====== Extracted information

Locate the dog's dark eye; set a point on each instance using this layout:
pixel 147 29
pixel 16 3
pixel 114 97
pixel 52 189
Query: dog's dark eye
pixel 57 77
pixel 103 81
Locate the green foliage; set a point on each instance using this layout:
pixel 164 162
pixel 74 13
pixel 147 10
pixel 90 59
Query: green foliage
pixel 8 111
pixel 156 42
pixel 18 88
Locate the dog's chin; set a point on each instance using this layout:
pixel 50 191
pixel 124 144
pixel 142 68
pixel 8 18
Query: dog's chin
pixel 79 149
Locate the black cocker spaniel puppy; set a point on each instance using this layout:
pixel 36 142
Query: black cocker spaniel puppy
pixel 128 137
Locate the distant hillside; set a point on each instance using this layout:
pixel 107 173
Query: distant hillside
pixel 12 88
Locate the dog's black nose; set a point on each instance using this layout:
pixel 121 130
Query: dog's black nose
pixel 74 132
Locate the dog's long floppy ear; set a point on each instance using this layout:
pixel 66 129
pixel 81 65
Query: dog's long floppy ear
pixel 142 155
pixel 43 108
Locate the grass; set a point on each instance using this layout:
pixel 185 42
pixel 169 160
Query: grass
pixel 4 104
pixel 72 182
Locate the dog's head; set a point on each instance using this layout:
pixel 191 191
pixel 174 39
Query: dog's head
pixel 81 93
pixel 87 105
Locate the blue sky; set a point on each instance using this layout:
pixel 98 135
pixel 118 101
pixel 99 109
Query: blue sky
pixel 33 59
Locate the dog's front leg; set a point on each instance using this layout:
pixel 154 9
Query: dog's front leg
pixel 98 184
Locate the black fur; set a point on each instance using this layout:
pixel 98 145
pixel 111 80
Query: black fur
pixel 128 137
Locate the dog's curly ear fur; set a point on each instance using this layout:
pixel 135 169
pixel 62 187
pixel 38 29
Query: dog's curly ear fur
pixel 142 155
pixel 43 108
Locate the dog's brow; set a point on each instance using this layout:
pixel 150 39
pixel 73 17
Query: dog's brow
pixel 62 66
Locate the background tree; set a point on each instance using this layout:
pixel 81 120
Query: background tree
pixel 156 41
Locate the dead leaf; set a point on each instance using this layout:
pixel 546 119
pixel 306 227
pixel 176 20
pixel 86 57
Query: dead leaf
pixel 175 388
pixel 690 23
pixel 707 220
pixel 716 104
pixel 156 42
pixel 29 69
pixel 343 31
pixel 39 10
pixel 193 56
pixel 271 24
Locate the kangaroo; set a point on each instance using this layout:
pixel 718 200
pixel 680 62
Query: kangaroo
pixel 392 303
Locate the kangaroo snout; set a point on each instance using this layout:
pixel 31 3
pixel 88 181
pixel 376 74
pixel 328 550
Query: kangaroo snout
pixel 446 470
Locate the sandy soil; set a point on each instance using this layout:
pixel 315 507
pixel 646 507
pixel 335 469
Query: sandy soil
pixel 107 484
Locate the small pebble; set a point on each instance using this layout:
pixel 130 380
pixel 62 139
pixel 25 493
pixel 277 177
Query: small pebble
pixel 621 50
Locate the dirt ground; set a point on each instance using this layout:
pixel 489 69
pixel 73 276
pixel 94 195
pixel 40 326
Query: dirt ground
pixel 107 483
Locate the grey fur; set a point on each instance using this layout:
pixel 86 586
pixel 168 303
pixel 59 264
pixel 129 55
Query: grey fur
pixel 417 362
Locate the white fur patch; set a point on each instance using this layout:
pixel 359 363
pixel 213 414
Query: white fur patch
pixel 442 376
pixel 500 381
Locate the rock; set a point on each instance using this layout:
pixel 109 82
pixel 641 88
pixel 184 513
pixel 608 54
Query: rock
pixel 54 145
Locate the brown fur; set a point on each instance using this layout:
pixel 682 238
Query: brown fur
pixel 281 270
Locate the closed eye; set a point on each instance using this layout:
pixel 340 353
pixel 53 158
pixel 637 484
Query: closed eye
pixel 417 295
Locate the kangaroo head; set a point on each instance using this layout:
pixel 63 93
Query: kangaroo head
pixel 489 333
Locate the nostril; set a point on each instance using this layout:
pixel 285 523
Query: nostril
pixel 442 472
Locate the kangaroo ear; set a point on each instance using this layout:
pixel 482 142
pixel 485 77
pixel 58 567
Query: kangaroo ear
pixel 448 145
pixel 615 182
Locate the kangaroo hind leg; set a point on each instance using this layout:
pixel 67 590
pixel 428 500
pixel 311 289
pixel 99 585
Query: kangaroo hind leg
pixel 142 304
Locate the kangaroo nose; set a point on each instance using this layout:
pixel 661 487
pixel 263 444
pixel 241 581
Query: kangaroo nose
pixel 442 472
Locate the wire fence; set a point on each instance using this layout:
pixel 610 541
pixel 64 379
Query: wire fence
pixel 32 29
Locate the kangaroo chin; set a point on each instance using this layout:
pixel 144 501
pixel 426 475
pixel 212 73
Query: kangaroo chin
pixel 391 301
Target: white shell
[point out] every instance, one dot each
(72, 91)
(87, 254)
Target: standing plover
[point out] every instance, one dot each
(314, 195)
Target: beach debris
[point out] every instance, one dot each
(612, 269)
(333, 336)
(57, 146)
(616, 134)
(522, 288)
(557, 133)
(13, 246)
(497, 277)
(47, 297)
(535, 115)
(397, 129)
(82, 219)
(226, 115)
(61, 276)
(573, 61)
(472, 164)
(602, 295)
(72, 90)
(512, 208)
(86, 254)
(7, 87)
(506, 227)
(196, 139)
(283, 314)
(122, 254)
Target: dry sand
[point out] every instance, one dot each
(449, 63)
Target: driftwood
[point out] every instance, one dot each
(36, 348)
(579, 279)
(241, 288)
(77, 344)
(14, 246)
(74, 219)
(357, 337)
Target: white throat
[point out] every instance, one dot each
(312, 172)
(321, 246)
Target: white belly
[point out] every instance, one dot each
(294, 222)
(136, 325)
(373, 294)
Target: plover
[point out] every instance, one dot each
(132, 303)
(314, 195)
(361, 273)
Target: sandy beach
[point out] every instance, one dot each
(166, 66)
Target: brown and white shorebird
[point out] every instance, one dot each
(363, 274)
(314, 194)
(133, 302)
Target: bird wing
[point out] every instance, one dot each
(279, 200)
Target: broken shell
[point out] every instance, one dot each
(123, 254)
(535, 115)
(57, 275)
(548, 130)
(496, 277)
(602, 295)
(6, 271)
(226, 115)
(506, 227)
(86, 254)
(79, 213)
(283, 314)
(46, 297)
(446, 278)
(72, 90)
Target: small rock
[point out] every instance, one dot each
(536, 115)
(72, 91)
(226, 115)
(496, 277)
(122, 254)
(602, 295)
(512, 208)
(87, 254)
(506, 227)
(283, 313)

============

_Your task_:
Write out every line above word for word, without changing or leaving out anything.

_Answer for the task_:
Locate the dog's dark eye; set a point on each instance using this layout:
pixel 147 29
pixel 16 3
pixel 114 97
pixel 52 189
Query: dog's dark eye
pixel 57 77
pixel 103 81
Locate the green foliage; set a point on each instance using this layout:
pixel 164 162
pixel 74 13
pixel 147 10
pixel 90 59
Query: green foliage
pixel 8 111
pixel 156 42
pixel 18 88
Locate the dog's chin; set a point on each instance using this layout:
pixel 50 191
pixel 124 144
pixel 142 68
pixel 8 18
Query: dog's chin
pixel 79 149
Locate the black cocker spaniel puppy; set a point on each instance using this layout:
pixel 36 142
Query: black cocker spaniel puppy
pixel 128 137
Locate the distant hillside; set a point on each instance using this layout:
pixel 107 173
Query: distant hillside
pixel 12 88
Locate the dog's black nose; set a point on each instance using this layout:
pixel 121 130
Query: dog's black nose
pixel 74 132
Locate the dog's long floppy ear; set a point on each instance using this layout:
pixel 66 129
pixel 81 65
Query: dog's long floppy ear
pixel 142 155
pixel 43 108
Locate the grass; set a point on each instance using this layout:
pixel 185 42
pixel 169 160
Query: grass
pixel 4 104
pixel 72 182
Locate the dog's head; set a point on each instance using this layout:
pixel 191 191
pixel 174 39
Query: dog's head
pixel 81 93
pixel 87 105
Locate the blue sky; set a point on each instance using this layout:
pixel 98 135
pixel 118 101
pixel 99 109
Query: blue sky
pixel 33 59
Locate the dog's front leg; set a point on each instance using this layout:
pixel 154 9
Query: dog's front leg
pixel 98 184
Locate the black fur; set a point on each instance using this layout:
pixel 98 145
pixel 111 80
Query: black fur
pixel 128 137
Locate the dog's curly ear fur; set a point on each instance using this layout:
pixel 135 169
pixel 62 187
pixel 38 29
Query: dog's curly ear fur
pixel 142 155
pixel 43 108
Locate the dog's brow; set a point on each instance using this layout:
pixel 150 39
pixel 73 17
Query: dog's brow
pixel 62 66
Locate the background tree; set a point on each instance using this layout:
pixel 81 120
Query: background tree
pixel 156 41
Locate the dead leaf; set a point on each instance using this layout:
pixel 546 119
pixel 306 227
pixel 176 20
pixel 86 57
Query: dead leaf
pixel 175 388
pixel 690 23
pixel 707 220
pixel 716 104
pixel 156 42
pixel 29 69
pixel 343 31
pixel 39 10
pixel 193 56
pixel 271 24
Locate the kangaroo; set a point on each instance using this layout:
pixel 718 200
pixel 680 62
Query: kangaroo
pixel 392 303
Locate the kangaroo snout; set a point on each instance using this layout:
pixel 31 3
pixel 88 181
pixel 376 74
pixel 328 550
Query: kangaroo snout
pixel 446 470
Locate the sandy soil; set a point on each instance using this layout:
pixel 315 507
pixel 646 507
pixel 335 469
Query: sandy soil
pixel 107 484
Locate the small pebble; set a point on each instance using this layout:
pixel 130 380
pixel 62 139
pixel 25 493
pixel 277 177
Query: small pebble
pixel 621 50
Locate the dirt ground; set a point on each instance using this layout:
pixel 489 69
pixel 73 276
pixel 94 195
pixel 40 326
Query: dirt ground
pixel 107 483
Locate the grey fur; set a point on each instance using this layout:
pixel 86 586
pixel 168 303
pixel 59 264
pixel 129 55
Query: grey fur
pixel 417 362
Locate the white fur patch; set a point on each instance using this layout:
pixel 359 363
pixel 213 414
Query: white fur patch
pixel 442 376
pixel 500 381
Locate the rock; set a point on each instance using this layout:
pixel 109 82
pixel 641 88
pixel 184 513
pixel 608 54
Query: rock
pixel 54 145
Locate the brown fur; set a point on each instance using this layout:
pixel 682 238
Query: brown fur
pixel 281 270
Locate the closed eye; set a point on each instance using this layout:
pixel 340 353
pixel 53 158
pixel 637 484
Query: closed eye
pixel 417 295
Locate the kangaroo head; set a point on each instance using this layout:
pixel 63 93
Query: kangaroo head
pixel 489 333
Locate the nostril; set a point on each instance using this layout:
pixel 285 523
Query: nostril
pixel 442 472
Locate the kangaroo ear; set a point on each instance using this layout:
pixel 482 142
pixel 485 77
pixel 58 567
Query: kangaroo ear
pixel 448 145
pixel 615 182
Locate the kangaroo hind leg; set a point on each instance using this layout:
pixel 67 590
pixel 428 500
pixel 311 289
pixel 99 585
Query: kangaroo hind leg
pixel 142 304
Locate the kangaroo nose; set a point on each instance using this layout:
pixel 661 487
pixel 263 444
pixel 241 581
Query: kangaroo nose
pixel 442 472
Locate the wire fence; set a point on each instance using this layout:
pixel 610 541
pixel 64 379
Query: wire fence
pixel 32 29
Locate the kangaroo chin; set a point on each instance using this layout:
pixel 144 501
pixel 426 475
pixel 212 73
Query: kangaroo chin
pixel 391 301
Target: white shell
[point out] every instance, one dot each
(72, 91)
(87, 254)
Target: standing plover
[point out] every instance, one dot each
(314, 195)
Target: beach debris
[point out] every instance, one dot each
(612, 269)
(333, 336)
(57, 146)
(616, 134)
(522, 288)
(557, 133)
(13, 246)
(497, 277)
(47, 297)
(535, 115)
(397, 129)
(82, 219)
(226, 115)
(61, 276)
(573, 61)
(472, 164)
(602, 295)
(72, 90)
(512, 208)
(86, 254)
(7, 87)
(506, 227)
(196, 139)
(283, 314)
(122, 254)
Target: dry sand
[point out] every instance, one dot each
(449, 63)
Target: driftwood
[point out] every instance, one dot each
(36, 348)
(579, 279)
(241, 288)
(77, 344)
(14, 246)
(74, 219)
(357, 337)
Target: white throat
[point out] every instance, one dot each
(312, 172)
(321, 246)
Target: white belly
[point out] every instance, one dot each
(294, 222)
(136, 325)
(373, 294)
Target: plover
[point out] every instance, one dot each
(132, 303)
(314, 195)
(361, 273)
Target: sandy beach
[point out] every instance, one dot each
(166, 66)
Target: brown and white shorebird
[point out] every instance, one dot each
(363, 274)
(314, 194)
(133, 302)
Target: bird wing
[point out] every instance, one dot each
(279, 200)
Target: broken shell
[point out] every instance, one dot each
(123, 254)
(535, 115)
(57, 275)
(548, 130)
(496, 277)
(602, 295)
(6, 271)
(226, 115)
(506, 227)
(86, 254)
(79, 213)
(283, 314)
(46, 297)
(446, 278)
(72, 90)
Target: small rock
[point out] every instance, one dot each
(536, 115)
(72, 91)
(226, 115)
(496, 277)
(122, 254)
(602, 295)
(512, 208)
(87, 254)
(506, 227)
(283, 313)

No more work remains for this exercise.